# A Hungarian rule for comparatives of adjectives

My name is Rocco van Vreumingen. I'm half Dutch and half Hungarian. I'm very interested in and challenged by Hungarian grammar, when even Hungarian people cannot explain whether grammatical facts are as they are. Given such a fact, is it based on a rule, an exception or neither of both? In this notebook, we will see a rule that determines how a Hungarian comparative of an adjective looks like. Note: this notebook is made such that people who are not familiar with programming, can still read the my main point. 


In [736]:
import phunspell #we need a spellchecker
import pynuspell #we need a second spellchecker for accuracy
import pandas as pd
import numpy as np
from anytree import Node, RenderTree

from requests_html import HTMLSession #we need to scrape words from wikipedia
import requests
from bs4 import BeautifulSoup, Comment


I start by making a dataset of Hungarian adjectives, 
taken from https://en.wiktionary.org/wiki/Category:Hungarian_adjectives and 
https://hu.wiktionary.org/wiki/Kateg%C3%B3ria:magyar_mell%C3%A9knevek . I just do that by just copy-pasting all words, because there are not so much pages to copy from such that web-scraping would be necessary.

Unfortunately some words are not available in one dictionary, so that's why I take two dictionaries and later merge them. 

A lot of words of these dictionaries are not comparable. Luckily there's a list which contains uncomparable words, so we can remove these words from both dictionaries.

I scraped the comparatives with the following functions.

I merged the adjective-comparative dictionaries.

_Extracted information_:
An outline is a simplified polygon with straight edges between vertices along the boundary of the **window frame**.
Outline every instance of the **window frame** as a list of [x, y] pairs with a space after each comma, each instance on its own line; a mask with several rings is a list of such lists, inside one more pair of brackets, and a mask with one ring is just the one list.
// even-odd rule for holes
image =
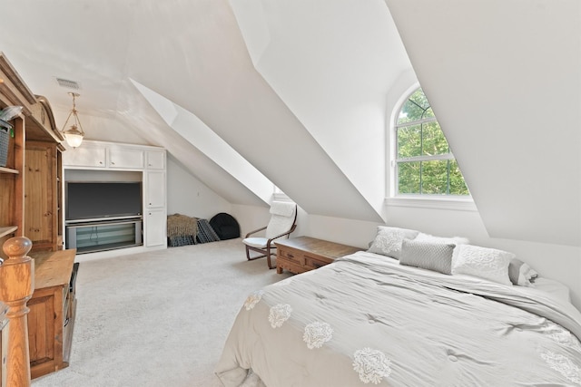
[[[446, 154], [439, 154], [434, 156], [415, 156], [411, 158], [398, 158], [398, 130], [402, 127], [409, 127], [412, 125], [421, 125], [428, 122], [438, 122], [438, 117], [422, 118], [420, 120], [412, 122], [398, 123], [399, 113], [404, 107], [404, 104], [409, 100], [418, 90], [421, 90], [419, 84], [416, 84], [406, 91], [401, 96], [398, 103], [395, 104], [393, 110], [392, 119], [389, 121], [389, 133], [387, 136], [390, 141], [390, 157], [389, 162], [388, 170], [390, 176], [388, 179], [389, 185], [389, 195], [386, 198], [386, 205], [395, 207], [409, 207], [409, 208], [431, 208], [438, 209], [456, 209], [456, 210], [467, 210], [477, 211], [476, 205], [471, 194], [468, 195], [438, 195], [438, 194], [418, 194], [418, 193], [399, 193], [399, 163], [405, 160], [413, 161], [432, 161], [432, 160], [456, 160], [456, 158], [451, 150]], [[429, 104], [431, 108], [431, 104]], [[426, 111], [428, 111], [428, 108]], [[438, 124], [439, 125], [439, 124]], [[441, 128], [440, 128], [441, 131]], [[448, 140], [448, 139], [447, 139]], [[448, 144], [449, 149], [449, 144]]]

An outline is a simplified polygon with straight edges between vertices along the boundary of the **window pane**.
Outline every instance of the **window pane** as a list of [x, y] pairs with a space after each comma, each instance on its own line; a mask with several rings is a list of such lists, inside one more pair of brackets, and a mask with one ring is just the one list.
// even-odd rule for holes
[[446, 195], [448, 193], [448, 160], [423, 161], [421, 164], [421, 193]]
[[428, 122], [422, 125], [422, 155], [434, 156], [449, 153], [449, 147], [439, 124]]
[[421, 125], [398, 129], [398, 159], [421, 155]]
[[401, 194], [419, 194], [420, 182], [421, 162], [398, 163], [398, 187]]
[[470, 195], [456, 160], [450, 160], [450, 195]]

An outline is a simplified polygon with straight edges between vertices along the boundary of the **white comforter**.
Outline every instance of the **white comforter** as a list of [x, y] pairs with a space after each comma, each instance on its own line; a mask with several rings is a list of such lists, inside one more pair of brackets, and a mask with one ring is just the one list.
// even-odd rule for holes
[[225, 386], [581, 386], [579, 338], [581, 314], [537, 289], [359, 252], [249, 295], [216, 374]]

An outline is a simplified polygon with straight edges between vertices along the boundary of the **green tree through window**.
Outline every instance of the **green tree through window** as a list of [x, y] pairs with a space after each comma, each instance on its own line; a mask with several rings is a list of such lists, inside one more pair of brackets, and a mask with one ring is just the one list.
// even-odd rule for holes
[[421, 89], [402, 105], [395, 131], [398, 194], [470, 195]]

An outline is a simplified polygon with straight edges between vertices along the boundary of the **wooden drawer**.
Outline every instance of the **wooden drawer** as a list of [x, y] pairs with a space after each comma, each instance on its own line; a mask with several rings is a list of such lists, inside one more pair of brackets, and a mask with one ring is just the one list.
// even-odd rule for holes
[[277, 258], [282, 258], [285, 261], [300, 266], [305, 264], [303, 253], [300, 250], [295, 250], [292, 248], [278, 247]]
[[327, 258], [325, 256], [311, 256], [308, 254], [305, 254], [304, 260], [305, 260], [304, 266], [307, 268], [310, 268], [310, 269], [317, 269], [320, 266], [324, 266], [325, 265], [329, 265], [331, 262], [333, 262], [333, 259]]
[[362, 250], [359, 247], [329, 242], [310, 237], [298, 237], [275, 242], [276, 271], [304, 273], [332, 263], [336, 258]]

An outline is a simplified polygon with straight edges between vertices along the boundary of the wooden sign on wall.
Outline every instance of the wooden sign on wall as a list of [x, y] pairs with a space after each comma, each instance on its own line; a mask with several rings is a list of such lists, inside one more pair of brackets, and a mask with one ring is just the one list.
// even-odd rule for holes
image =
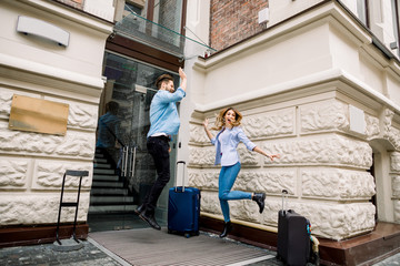
[[69, 105], [48, 100], [13, 95], [10, 130], [66, 135]]

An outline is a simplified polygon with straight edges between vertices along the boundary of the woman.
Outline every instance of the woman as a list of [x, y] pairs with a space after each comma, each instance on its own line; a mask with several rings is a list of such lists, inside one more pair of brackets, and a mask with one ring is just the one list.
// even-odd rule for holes
[[262, 213], [264, 208], [264, 193], [231, 191], [241, 166], [237, 151], [239, 143], [242, 142], [249, 151], [258, 152], [269, 157], [271, 161], [273, 161], [274, 157], [279, 157], [279, 155], [276, 154], [268, 155], [261, 149], [256, 146], [256, 144], [246, 136], [243, 130], [240, 127], [241, 120], [242, 115], [233, 108], [221, 110], [217, 116], [216, 126], [212, 127], [212, 130], [219, 131], [216, 137], [208, 129], [208, 119], [203, 122], [207, 136], [210, 139], [211, 143], [216, 145], [216, 165], [221, 164], [222, 166], [218, 181], [218, 196], [223, 214], [224, 227], [220, 237], [226, 237], [232, 229], [228, 201], [248, 198], [258, 204], [260, 213]]

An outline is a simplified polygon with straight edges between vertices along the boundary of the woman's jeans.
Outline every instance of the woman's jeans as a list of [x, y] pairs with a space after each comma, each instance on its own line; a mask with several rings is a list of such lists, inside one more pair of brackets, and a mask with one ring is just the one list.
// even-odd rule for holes
[[240, 166], [241, 165], [239, 162], [237, 164], [233, 164], [230, 166], [222, 166], [220, 175], [219, 175], [218, 196], [220, 200], [223, 219], [226, 223], [228, 223], [230, 221], [228, 201], [243, 200], [243, 198], [251, 200], [251, 193], [249, 193], [249, 192], [231, 191], [231, 188], [234, 184], [234, 181], [238, 177]]

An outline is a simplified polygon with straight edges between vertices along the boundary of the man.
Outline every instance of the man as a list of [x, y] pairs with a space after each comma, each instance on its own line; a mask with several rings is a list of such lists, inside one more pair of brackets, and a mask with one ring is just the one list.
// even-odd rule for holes
[[187, 76], [181, 68], [179, 68], [179, 76], [181, 84], [174, 91], [172, 76], [160, 75], [156, 81], [159, 91], [150, 104], [150, 131], [147, 135], [147, 149], [154, 160], [158, 176], [142, 205], [136, 212], [154, 229], [161, 229], [154, 218], [157, 201], [170, 180], [169, 152], [171, 149], [169, 141], [172, 135], [178, 134], [180, 126], [176, 103], [186, 96]]

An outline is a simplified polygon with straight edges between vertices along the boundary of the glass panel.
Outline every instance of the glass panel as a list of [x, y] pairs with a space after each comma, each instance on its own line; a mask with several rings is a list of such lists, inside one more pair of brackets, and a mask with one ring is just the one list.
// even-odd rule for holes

_Short problem_: Copy the notebook on Hungarian comparatives from "A lot of words" up to and including "the adjective-comparative dictionaries.", swapping "dictionaries" for "word lists" throughout. You can set the entries aside; none of the work uses them.

_Output of the exercise_:
A lot of words of these word lists are not comparable. Luckily there's a list which contains uncomparable words, so we can remove these words from both word lists.

I scraped the comparatives with the following functions.

I merged the adjective-comparative word lists.